R/mcm_lmer.R
In MCM: Estimating and Testing Intergenerational Social Mobility Effect

Documented in mcm_lmer

#' Estimate and Test Inter-generational Mobility Effect
#' with Longitudinal Data
#'
#' This function fits a multilevel mobility contrast model
#' to estimate and test inter-generational mobility effect
#' on an outcome in longitudinal data.
#'
#'
#' @param formula Inherit the function form from \code{lme4}
#' package. It is a two-sided linear formula
#' object describing both the fixed-effects and
#' random-effects part of the model, with the response
#' on the left of a \code{~} operator and the terms,
#' separated by + operators, on the right.
#' Random-effects terms are distinguished by vertical
#' bars (\code{|}) separating expressions for design
#' matrices from grouping factors.
#' Two vertical bars (\code{||}) can be used to specify
#' multiple uncorrelated random effects for the same
#' grouping variable. (Because of the way it is implemented,
#' the \code{||}-syntax works only for design matrices
#' containing numeric (continuous) predictors;
#' to fit models with independent categorical effects,
#' see dummy or the lmer_alt function from the \code{afex}
#' package.) A typical model used in studying social mobility with
#' longitudinal data
#' takes the form \code{response ~ origin*destination + | id}, where
#' \code{respose} is the numeric response vector and \code{origin}
#' (\code{destination}) is a vector indicating the origin (destination).
#' The specification of \code{origin*destination} indicates the cross of
#' \code{origin} and \code{destination}, which is the same as \code{
#' origin + destination + origin:destination} where
#' \code{origin:destination} indicates the interaction of \code{origin}
#' and \code{destination}. \code{id} is a identifier for the clusters.
#' @param data an optional data frame, list or environment
#' (or object coercible by as.data.frame to a data frame)
#' containing the variables in the model. If not found in data,
#' the variables are taken from environment(formula),
#' typically the environment from which the function is called.
#' @param REML logical. Should the estimates be chosen be optimize the
#' restricted log-likelihood (REML) criterial (as opposed to the
#' log-likelihood)?
#' @param origin a character indicating the column name of origin.
#' @param destination a character indicating the column name of destination.
#' @param time a character indicating the time when individual was observed
#' @param control Inherit from \code{lme4} package. It is a list (of correct
#' class, resulting from lmerControl() or glmerControl() respectively)
#' containing control parameters, including the nonlinear optimizer to
#' be used and parameters to be passed through to the nonlinear optimizer,
#' see the \code{lmerControl} documentation in \code{lme4} package for details.
#' @param start Inherit from \code{lme4} package. It is a named list of
#' starting values for the parameters in the model.
#' @param verbose Inherit from \code{lme4} package. It is an integer scalar.
#' If > 0 verbose output is generated during the optimization of the parameter
#' estimates. If > 1 verbose output is generated during the individual
#' penalized iteratively reweighted least squares (PIRLS) steps.
#' @param subset optional expression selecting the subset of the rows of data
#' to fit the model.
#' @param weights an optional vector of ‘prior weights’ to
#' be used in the fitting process.

◆ DATA SUPPLIED:
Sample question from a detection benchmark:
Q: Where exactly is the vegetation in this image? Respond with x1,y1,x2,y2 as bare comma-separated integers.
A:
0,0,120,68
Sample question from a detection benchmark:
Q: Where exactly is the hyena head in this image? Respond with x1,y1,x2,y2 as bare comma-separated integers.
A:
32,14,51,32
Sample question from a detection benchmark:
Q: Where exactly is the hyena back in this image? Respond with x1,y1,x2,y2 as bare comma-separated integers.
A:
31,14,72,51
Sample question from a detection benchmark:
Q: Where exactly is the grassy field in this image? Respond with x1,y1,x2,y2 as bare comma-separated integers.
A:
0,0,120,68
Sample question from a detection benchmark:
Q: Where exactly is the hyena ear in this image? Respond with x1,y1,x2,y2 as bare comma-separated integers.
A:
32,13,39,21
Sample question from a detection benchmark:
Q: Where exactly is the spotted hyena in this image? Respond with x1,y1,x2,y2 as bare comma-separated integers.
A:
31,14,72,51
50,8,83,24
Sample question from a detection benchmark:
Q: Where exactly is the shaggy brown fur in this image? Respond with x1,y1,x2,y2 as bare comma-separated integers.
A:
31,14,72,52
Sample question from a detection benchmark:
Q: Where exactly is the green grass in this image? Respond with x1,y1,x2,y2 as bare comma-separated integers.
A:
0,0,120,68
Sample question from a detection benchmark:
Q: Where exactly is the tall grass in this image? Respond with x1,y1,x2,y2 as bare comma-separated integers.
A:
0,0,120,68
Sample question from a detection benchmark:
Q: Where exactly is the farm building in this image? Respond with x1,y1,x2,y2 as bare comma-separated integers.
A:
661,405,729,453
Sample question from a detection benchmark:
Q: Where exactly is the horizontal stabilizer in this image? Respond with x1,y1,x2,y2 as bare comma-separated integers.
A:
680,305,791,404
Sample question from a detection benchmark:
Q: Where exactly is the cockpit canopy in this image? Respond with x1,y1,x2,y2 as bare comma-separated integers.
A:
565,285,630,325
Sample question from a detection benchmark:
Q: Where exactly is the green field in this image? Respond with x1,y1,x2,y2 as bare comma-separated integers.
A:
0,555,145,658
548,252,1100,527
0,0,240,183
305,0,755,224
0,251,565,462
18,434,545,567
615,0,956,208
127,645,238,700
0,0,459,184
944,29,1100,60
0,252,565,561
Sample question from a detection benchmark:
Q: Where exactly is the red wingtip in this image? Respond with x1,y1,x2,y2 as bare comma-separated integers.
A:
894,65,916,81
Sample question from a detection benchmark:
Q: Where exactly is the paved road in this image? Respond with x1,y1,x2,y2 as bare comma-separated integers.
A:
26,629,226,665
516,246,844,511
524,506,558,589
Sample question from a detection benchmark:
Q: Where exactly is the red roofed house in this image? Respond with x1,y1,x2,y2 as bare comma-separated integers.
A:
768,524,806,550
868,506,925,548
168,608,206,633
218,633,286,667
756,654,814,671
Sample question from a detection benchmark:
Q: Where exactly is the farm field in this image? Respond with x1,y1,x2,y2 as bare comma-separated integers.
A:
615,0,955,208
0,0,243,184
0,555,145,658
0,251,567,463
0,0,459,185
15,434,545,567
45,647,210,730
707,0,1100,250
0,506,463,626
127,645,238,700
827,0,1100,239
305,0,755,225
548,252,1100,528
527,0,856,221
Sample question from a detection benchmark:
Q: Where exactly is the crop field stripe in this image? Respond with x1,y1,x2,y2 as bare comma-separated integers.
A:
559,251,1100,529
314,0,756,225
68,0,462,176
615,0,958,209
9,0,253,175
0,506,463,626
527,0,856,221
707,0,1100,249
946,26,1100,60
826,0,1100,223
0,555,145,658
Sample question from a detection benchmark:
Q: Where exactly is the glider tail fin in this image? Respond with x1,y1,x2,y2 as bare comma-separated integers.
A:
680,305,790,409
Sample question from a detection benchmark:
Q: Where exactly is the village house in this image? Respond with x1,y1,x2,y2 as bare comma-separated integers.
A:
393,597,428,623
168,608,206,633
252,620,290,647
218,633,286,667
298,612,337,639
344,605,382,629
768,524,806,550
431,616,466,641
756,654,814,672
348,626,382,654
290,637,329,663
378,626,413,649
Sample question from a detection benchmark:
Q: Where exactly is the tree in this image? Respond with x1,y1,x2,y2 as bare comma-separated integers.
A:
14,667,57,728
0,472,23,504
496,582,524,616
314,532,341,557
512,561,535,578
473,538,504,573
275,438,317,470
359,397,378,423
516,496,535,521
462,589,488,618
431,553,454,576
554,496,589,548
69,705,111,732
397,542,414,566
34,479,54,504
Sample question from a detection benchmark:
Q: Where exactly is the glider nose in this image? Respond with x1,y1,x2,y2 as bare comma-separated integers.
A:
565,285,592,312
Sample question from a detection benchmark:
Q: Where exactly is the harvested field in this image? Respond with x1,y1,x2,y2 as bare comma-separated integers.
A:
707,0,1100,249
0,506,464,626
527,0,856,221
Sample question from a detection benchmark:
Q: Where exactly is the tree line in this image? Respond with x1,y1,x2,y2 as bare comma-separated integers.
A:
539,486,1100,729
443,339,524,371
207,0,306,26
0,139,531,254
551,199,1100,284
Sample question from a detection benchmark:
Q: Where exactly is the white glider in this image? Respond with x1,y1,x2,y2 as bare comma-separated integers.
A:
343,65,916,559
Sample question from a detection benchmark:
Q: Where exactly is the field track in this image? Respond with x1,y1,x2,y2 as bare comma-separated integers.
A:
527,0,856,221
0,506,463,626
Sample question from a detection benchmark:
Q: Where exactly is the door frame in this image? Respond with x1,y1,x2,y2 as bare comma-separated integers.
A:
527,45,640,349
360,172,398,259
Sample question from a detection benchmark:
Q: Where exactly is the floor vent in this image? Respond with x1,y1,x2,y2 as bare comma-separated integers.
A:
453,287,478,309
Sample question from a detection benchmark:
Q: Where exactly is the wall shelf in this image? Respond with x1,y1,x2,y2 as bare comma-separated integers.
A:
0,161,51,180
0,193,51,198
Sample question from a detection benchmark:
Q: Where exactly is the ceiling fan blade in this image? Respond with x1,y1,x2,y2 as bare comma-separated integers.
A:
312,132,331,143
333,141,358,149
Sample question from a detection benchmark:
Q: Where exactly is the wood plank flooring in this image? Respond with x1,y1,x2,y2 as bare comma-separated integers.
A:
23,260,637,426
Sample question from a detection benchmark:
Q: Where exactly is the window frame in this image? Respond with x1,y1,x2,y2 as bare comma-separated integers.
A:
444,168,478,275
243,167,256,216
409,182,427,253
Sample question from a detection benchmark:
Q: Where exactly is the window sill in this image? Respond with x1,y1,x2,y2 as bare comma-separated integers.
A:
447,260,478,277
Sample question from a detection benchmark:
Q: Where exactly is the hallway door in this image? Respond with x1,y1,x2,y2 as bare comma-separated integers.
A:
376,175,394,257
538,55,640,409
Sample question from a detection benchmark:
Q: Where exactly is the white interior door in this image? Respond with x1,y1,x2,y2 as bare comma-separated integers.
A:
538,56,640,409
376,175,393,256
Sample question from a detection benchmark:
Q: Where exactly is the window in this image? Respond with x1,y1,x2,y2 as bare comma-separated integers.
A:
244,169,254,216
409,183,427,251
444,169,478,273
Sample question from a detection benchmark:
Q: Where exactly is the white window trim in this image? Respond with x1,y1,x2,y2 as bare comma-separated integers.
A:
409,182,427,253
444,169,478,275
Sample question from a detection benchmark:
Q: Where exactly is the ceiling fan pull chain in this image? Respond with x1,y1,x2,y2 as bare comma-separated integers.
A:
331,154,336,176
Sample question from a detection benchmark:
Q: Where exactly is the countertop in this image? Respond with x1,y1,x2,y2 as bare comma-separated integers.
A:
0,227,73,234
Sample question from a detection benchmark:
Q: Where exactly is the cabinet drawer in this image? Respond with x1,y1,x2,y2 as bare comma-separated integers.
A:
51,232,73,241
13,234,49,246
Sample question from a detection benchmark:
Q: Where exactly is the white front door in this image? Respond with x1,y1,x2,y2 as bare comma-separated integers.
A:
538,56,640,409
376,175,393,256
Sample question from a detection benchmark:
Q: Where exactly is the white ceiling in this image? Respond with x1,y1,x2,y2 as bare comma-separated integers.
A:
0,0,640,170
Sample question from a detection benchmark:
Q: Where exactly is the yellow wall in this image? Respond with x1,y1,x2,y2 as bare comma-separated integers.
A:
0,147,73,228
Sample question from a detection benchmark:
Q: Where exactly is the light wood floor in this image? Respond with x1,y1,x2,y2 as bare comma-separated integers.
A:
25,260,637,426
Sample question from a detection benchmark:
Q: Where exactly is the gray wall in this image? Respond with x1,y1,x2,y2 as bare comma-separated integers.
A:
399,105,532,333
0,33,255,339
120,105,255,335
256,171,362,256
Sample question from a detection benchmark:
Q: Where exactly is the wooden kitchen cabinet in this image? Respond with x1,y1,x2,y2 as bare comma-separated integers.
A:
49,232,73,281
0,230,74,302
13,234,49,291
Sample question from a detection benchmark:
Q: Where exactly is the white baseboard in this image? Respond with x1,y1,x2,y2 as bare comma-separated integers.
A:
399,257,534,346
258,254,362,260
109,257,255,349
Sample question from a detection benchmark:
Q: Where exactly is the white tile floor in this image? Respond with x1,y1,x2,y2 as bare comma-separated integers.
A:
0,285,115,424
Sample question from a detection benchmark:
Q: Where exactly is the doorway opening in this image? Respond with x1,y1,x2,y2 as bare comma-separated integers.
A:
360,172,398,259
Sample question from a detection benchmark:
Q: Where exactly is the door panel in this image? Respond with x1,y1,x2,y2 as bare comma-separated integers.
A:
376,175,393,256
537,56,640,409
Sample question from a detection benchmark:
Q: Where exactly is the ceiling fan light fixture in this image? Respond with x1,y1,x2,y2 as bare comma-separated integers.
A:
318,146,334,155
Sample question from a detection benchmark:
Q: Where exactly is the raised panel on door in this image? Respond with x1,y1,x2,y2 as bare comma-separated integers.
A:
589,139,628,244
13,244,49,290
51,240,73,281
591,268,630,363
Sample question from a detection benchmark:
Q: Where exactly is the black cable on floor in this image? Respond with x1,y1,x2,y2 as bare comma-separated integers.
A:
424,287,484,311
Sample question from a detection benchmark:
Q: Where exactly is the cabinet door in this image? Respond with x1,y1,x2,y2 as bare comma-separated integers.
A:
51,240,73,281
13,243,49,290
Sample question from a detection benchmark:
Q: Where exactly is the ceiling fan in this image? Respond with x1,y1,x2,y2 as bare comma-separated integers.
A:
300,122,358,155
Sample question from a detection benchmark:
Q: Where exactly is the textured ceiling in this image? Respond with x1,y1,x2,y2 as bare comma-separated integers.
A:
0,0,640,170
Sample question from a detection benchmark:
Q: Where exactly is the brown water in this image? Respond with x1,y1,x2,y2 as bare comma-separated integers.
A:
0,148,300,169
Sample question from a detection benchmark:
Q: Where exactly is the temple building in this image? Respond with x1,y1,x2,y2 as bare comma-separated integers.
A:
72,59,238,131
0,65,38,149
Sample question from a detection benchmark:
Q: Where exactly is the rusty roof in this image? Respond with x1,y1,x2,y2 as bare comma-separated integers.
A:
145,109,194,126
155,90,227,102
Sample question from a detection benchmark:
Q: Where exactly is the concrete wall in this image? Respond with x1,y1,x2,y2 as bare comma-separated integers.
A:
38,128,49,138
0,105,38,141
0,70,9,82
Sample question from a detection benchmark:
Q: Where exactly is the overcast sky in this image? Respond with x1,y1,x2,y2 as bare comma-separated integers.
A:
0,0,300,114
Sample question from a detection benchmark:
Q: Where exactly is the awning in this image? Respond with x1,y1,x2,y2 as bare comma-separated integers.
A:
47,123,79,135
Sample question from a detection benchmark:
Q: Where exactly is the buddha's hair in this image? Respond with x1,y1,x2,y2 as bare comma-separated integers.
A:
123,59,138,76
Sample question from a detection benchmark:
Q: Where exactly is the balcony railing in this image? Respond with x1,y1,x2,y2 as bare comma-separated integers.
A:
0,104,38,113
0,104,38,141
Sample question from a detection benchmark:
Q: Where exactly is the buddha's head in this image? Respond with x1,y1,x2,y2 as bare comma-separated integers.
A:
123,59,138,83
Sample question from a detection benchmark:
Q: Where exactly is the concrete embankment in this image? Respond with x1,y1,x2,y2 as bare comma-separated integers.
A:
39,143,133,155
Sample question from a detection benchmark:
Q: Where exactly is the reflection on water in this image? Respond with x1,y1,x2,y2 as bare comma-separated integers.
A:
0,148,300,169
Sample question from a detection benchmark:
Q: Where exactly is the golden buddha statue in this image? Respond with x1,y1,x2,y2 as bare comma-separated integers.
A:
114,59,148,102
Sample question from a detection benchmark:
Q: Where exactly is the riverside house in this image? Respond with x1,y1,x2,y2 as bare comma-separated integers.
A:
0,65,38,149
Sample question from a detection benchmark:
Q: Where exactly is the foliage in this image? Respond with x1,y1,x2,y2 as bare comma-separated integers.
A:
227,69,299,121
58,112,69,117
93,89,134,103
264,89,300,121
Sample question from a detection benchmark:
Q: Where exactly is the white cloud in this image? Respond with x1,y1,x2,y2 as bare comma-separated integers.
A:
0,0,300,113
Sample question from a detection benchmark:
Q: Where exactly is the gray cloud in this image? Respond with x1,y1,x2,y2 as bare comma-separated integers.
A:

◆ STATED PROBLEM: Duplicate word for word the passage of the mcm_lmer documentation that starts with the words containing "#' @param data" and ends with "or glmerControl() respectively)". Rely only on the mcm_lmer documentation, not on the listing.

◆ RESULT FOR THIS EXERCISE:
#' @param data an optional data frame, list or environment
#' (or object coercible by as.data.frame to a data frame)
#' containing the variables in the model. If not found in data,
#' the variables are taken from environment(formula),
#' typically the environment from which the function is called.
#' @param REML logical. Should the estimates be chosen be optimize the
#' restricted log-likelihood (REML) criterial (as opposed to the
#' log-likelihood)?
#' @param origin a character indicating the column name of origin.
#' @param destination a character indicating the column name of destination.
#' @param time a character indicating the time when individual was observed
#' @param control Inherit from \code{lme4} package. It is a list (of correct
#' class, resulting from lmerControl() or glmerControl() respectively)